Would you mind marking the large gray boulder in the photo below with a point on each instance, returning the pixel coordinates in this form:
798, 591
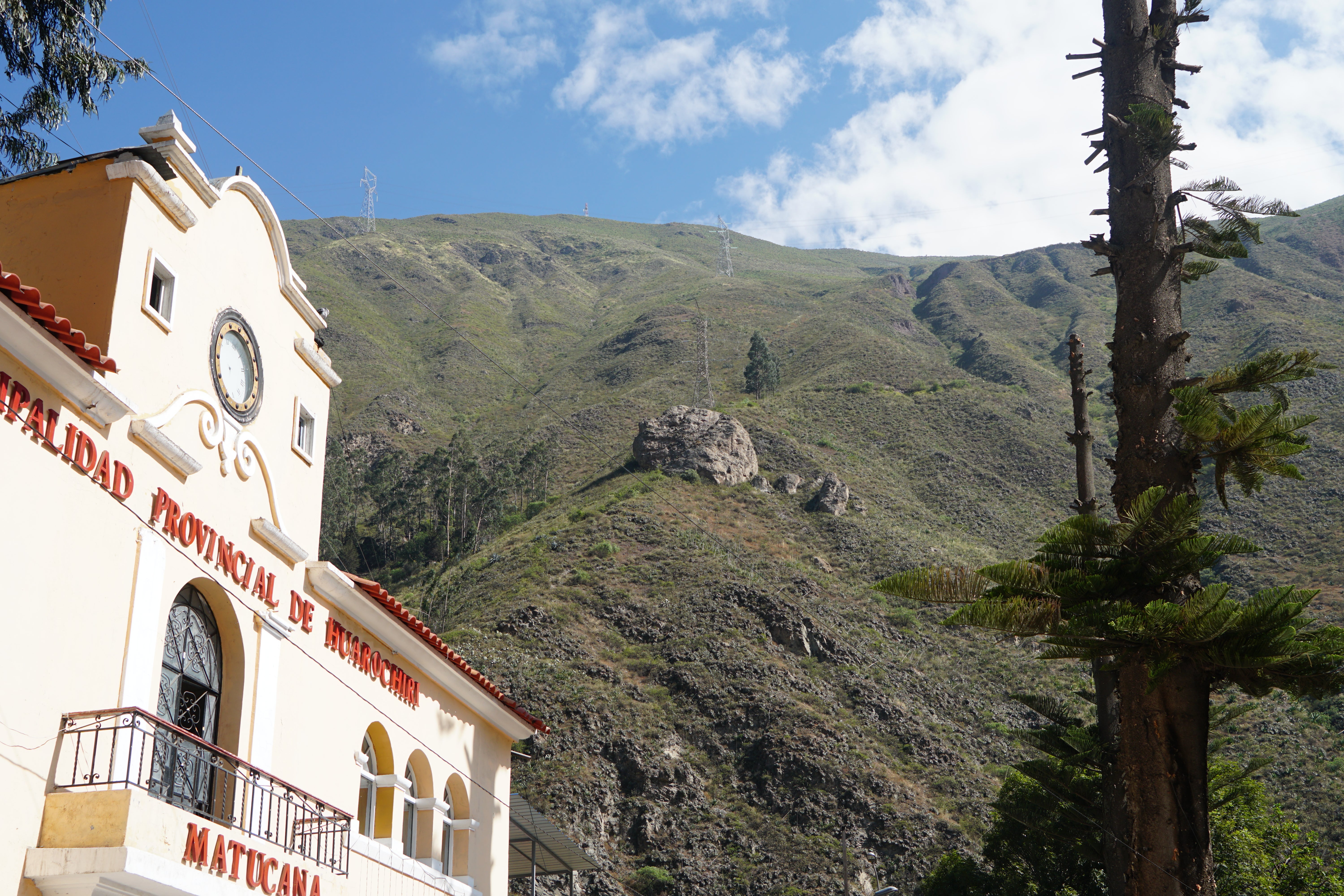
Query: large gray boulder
833, 496
697, 439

GOAL:
Rescale the data above: copy every line in order, but multiply each answer coordinate by 0.3 and round it to a whole number, with halves rounding up. Leave every other number unchanged, and leave the pictures out.

WRITTEN SOLUTION:
Would you mind marking the large gray boulder in the photo below with a point on each instance, returning the pixel coordinates in this form:
798, 591
Query: large gray boulder
250, 149
209, 132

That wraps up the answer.